Introduction

Oral anticoagulation enables effective stroke prevention in patients with atrial fibrillation (AF) who are at risk for this severe complication. Based on the CHA2DS2-VASc score, patients with AF are advised whether or not to start anticoagulation [1]. The downside of using anticoagulation is a continuous risk of bleeding, and this risk impacts on quality of life and negatively influences drug adherence [2]. Previous AF guidelines used the HAS-BLED score to assess the risk for anticoagulation-associated bleeding [1]. However, the latest European guidelines on the management of AF did not include this particular score, but recommend evaluation of individual bleeding risk factors, and where possible treatment of the individual bleeding risk factors [1]. With the increasing number of co-morbidities and interventions in the ageing population, such as stroke, cancer and percutaneous coronary intervention or peripheral arterial interventions, complex clinical scenarios frequently arise, which require individualised decision making. Examples of complicated scenarios are: patients with stable coronary artery disease and percutaneous coronary intervention, patients with intracranial haemorrhage or recurrent bleeding in whom there is doubt about how and when to re-start anticoagulation, management of anticoagulation in those with active malignancy and AF. Most of those scenarios are not fully covered by current guidelines and clear recommendations are lacking. Medical management is further complicated by the availability of a broad spectrum of antithrombotic agents, including four different direct oral anticoagulants (DOACs). In the absence of clear recommendations, a multidisciplinary panel was instituted to discuss complex clinical situations, guided by available evidence from randomised controlled trials, post hoc analyses, and cohort and registry studies. This paper summarises the clinical situations discussed and formulates recommendations for decision making.

> Task set:
a: According to the introduction on anticoagulation in atrial fibrillation, why was a multidisciplinary panel set up? Answer in one to three sentences.
b: Continue the introduction on anticoagulation in atrial fibrillation from its final sentence.

> Source data:
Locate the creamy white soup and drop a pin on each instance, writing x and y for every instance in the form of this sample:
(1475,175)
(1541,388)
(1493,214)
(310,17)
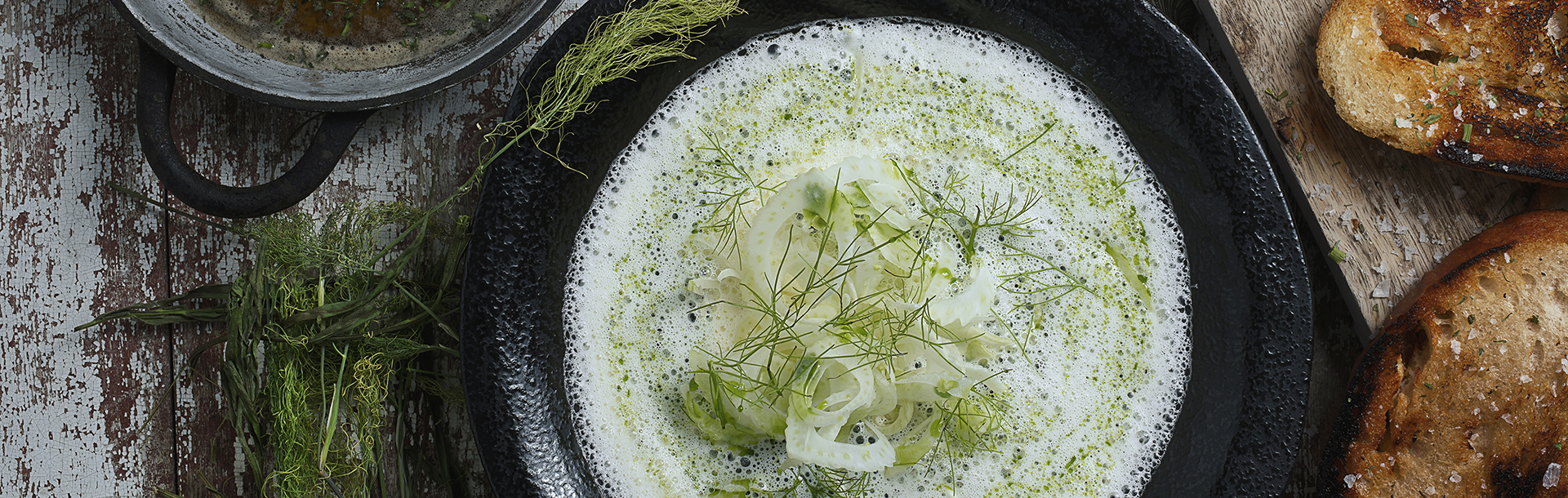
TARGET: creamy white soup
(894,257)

> Responses for each task:
a: Complex scenarios in an ageing population with many co-morbidities and interventions call for individualised decisions. Most of these scenarios are not fully covered by current guidelines, and clear recommendations are lacking. A panel was therefore set up to discuss these situations, guided by the available evidence.

b:
Clinical situation A: chronic coronary artery disease (following percutaneous coronary intervention) and AF

Clinical case scenario

A 62-year-old woman with known paroxysmal AF and hypertension undergoes coronary angiography for angina and documented ischaemia. The coronary angiogram shows a significant stenosis for which a percutaneous coronary intervention (PCI) is performed. What would be the best anticoagulation strategy to pursue?

What is in the European Society of Cardiology guidelines?

In the most recent (2016) European Society of Cardiology (ESC) guidelines for the management of AF, a flowchart is provided for tailoring of anticoagulation after PCI in patients with AF (Fig. 1; [1]). The guideline committee, as well as our expert panel, suggest that patients with AF at risk for stroke, those with mechanical valves and those with recent or recurrent deep vein thrombosis or pulmonary embolism should continue oral anticoagulation during and after stenting [1, 3]. In general, a short period of triple therapy (oral anticoagulation, acetylsalicylic acid, P2Y12 inhibitor) is recommended, followed by a period of dual therapy (oral anticoagulation plus a single antiplatelet agent) [1, 3].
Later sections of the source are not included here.